## WHAT YOU ARE ASKED TO DO
Return every record below exactly as written, but leave out the pictures.
━━━ RECORD LIST ━━━
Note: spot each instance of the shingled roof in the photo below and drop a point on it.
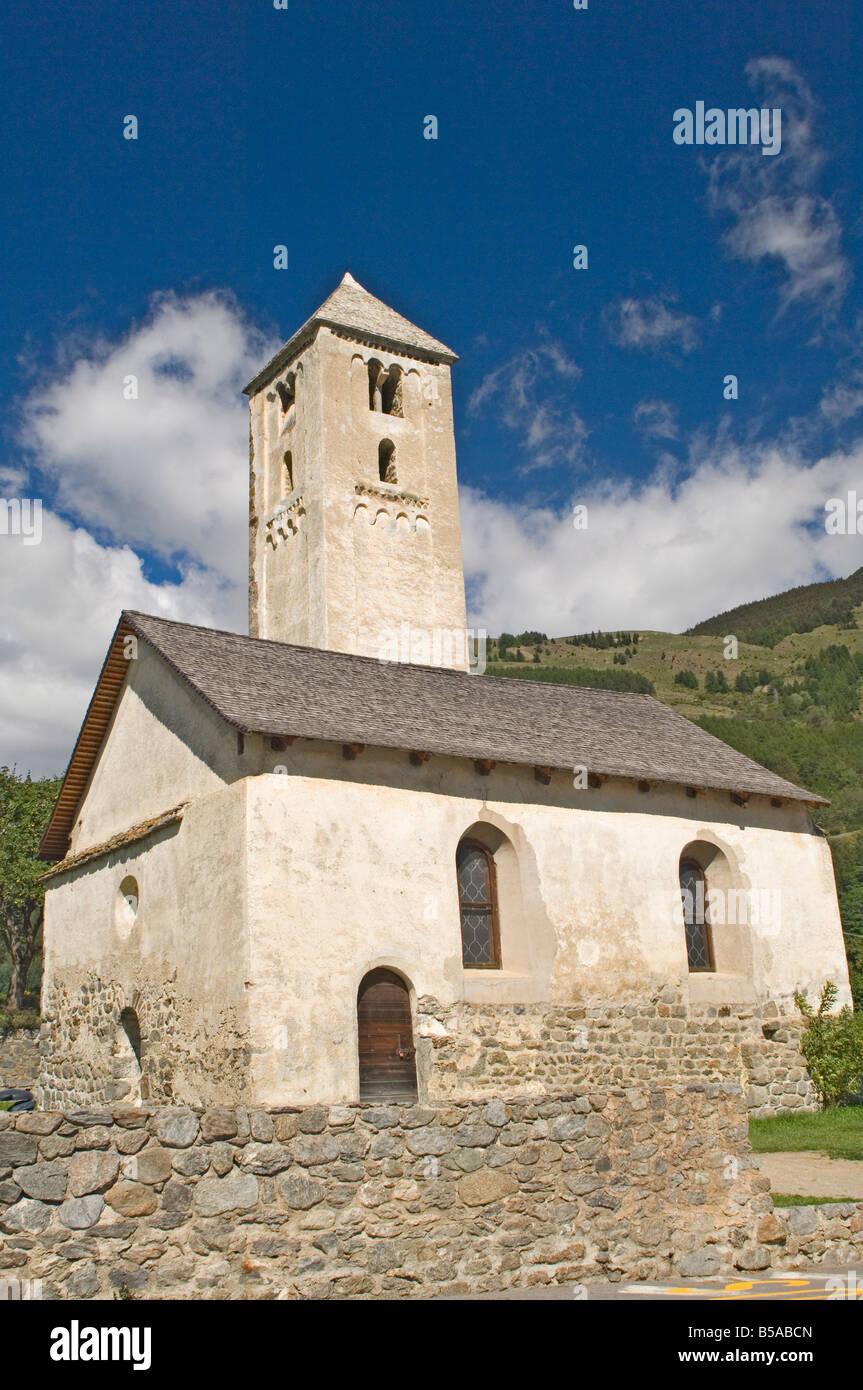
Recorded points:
(278, 690)
(353, 309)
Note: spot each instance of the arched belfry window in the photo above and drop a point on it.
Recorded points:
(696, 922)
(478, 906)
(286, 391)
(387, 462)
(385, 388)
(391, 392)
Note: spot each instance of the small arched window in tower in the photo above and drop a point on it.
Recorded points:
(478, 906)
(286, 391)
(387, 462)
(375, 373)
(384, 388)
(696, 922)
(391, 392)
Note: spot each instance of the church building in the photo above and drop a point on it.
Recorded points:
(317, 865)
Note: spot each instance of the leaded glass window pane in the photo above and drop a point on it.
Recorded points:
(695, 916)
(477, 906)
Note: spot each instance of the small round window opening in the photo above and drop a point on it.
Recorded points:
(127, 905)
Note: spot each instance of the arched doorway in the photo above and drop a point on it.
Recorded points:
(388, 1068)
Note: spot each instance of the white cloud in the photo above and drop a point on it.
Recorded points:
(166, 471)
(659, 555)
(164, 476)
(525, 394)
(776, 209)
(842, 399)
(656, 419)
(61, 601)
(651, 324)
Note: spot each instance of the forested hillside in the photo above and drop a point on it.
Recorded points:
(795, 610)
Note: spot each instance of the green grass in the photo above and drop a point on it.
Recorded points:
(785, 1200)
(835, 1132)
(20, 1019)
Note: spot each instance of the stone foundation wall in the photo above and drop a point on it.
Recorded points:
(378, 1201)
(463, 1050)
(396, 1201)
(777, 1080)
(18, 1058)
(185, 1054)
(541, 1048)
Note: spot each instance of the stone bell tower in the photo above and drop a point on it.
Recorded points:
(353, 510)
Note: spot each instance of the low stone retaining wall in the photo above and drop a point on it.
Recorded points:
(794, 1237)
(380, 1201)
(18, 1058)
(387, 1201)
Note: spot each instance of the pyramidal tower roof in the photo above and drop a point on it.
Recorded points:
(353, 309)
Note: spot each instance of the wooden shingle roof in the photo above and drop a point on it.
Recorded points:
(278, 690)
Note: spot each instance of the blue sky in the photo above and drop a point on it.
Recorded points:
(305, 127)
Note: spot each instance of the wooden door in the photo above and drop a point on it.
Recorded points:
(388, 1069)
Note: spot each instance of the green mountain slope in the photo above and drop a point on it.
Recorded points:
(795, 610)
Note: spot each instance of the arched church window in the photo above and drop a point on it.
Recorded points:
(696, 922)
(387, 462)
(478, 906)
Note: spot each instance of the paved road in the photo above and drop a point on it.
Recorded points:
(813, 1175)
(774, 1287)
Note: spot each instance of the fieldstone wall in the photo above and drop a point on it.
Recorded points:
(463, 1050)
(544, 1048)
(18, 1058)
(776, 1069)
(399, 1201)
(380, 1201)
(182, 1048)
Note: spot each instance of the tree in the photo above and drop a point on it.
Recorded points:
(24, 809)
(833, 1045)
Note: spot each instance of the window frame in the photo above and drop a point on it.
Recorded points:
(706, 925)
(491, 870)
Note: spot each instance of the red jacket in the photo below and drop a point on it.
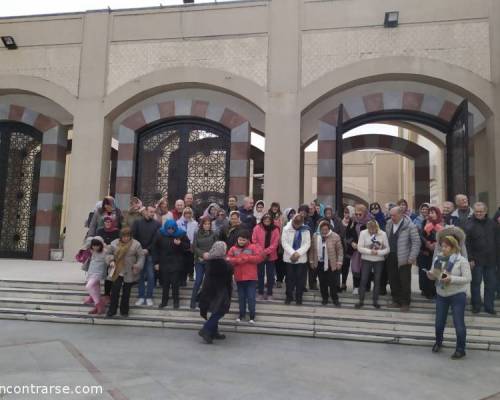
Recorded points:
(259, 238)
(245, 261)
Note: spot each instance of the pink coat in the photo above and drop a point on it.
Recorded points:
(259, 238)
(245, 261)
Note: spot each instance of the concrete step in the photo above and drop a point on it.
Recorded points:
(62, 302)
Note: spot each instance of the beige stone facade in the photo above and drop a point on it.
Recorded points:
(279, 67)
━━━
## CORRECT RESPONSE
Note: spot each instance of the shingled roof in the photo below and drop a point on it.
Recorded points:
(278, 690)
(353, 309)
Note: spot each instance of the arched belfry window in the photo above and drop a point on it.
Recorded points:
(696, 922)
(478, 906)
(286, 391)
(387, 462)
(385, 388)
(391, 392)
Note: spot each instance of the small arched window in tower in the photo above and drop a point on it.
Recorded points:
(478, 906)
(286, 391)
(387, 462)
(375, 373)
(384, 388)
(696, 922)
(391, 392)
Note: spot each instance of the church building in the photo above and drop a point on it.
Recorded points:
(317, 865)
Note: spot each instance of the leaded glass window pane in the photo above and drop a point on it.
Recorded points:
(695, 916)
(477, 906)
Note: spot each instance of the small round window opening in the photo above and drop a point on it.
Recorded points:
(127, 905)
Note: spot each instance of the arched doorway in the photo above and drop a point on it.
Recorded points:
(388, 1068)
Note: spot each instance of the white cloud in the photo above and drop a point on it.
Recorded points:
(166, 471)
(659, 555)
(164, 476)
(525, 394)
(776, 209)
(842, 399)
(656, 419)
(61, 601)
(651, 324)
Note: spot each instance of the forested hillside in the photo above and drop a point on it.
Recorded points:
(795, 610)
Note: spot each instance of the green grass in the photo above and drop a point on it.
Recorded points:
(785, 1200)
(835, 1132)
(20, 1019)
Note: spot each instance of the stone foundation wall in the photo above and drop a point on it.
Recorded points:
(378, 1201)
(463, 1050)
(396, 1201)
(777, 1080)
(18, 1058)
(185, 1054)
(541, 1048)
Note: spot each instance of the stone bell tower in the photo above and drop a point on it.
Recorded points:
(353, 510)
Note: spot each instance of the low stone retaining wall in the photo above and drop a point on it.
Recorded points:
(794, 1237)
(380, 1201)
(18, 1058)
(387, 1201)
Note: spot each instance of the pyramidal tower roof in the photo above and drop a point on it.
Recorded points:
(353, 309)
Note: spot each instance of the wooden shingle roof in the photo above and drop a point on it.
Recorded points:
(278, 690)
Note: spot each instance of the blue sky in the photo above and drop a point on it.
Recorded points:
(305, 127)
Note: spot each instance of the wooden door in the photo above and drop a point on it.
Recorded points:
(388, 1069)
Note: spot each instance of the green mountain slope in the photo above and drop a point on it.
Recorded points:
(795, 610)
Note: spot each instance of the arched church window in the photo above and drop a point on it.
Recorded points:
(696, 922)
(387, 462)
(478, 906)
Note: spot each instance of the paved road in the photo above and drop a point on it.
Recorded points:
(813, 1175)
(774, 1287)
Note: spot each instance of the fieldstone wall in the photo above and drop a point on it.
Recorded points:
(463, 1050)
(544, 1048)
(18, 1058)
(776, 1069)
(399, 1201)
(380, 1201)
(182, 1048)
Note: spot each instance of the tree in the photo above and drop a point on it.
Recorded points:
(24, 809)
(833, 1045)
Note: spot each instance of the window frame in the photo above and drop a point on it.
Recorded points:
(706, 925)
(491, 870)
Note: spot each instance of the red jacket in the photo below and drop a point on it.
Recorded points:
(259, 238)
(245, 261)
Note: spot each instance of the pink coat in the photo above and drop a point on it.
Recorded points:
(259, 238)
(245, 261)
Note: spot each instance of the concrete step in the photo above and drop a point on it.
Recorded points:
(62, 302)
Note: spot each instance of the beige stone facade in the photo above and drop a point on it.
Recorded points:
(279, 67)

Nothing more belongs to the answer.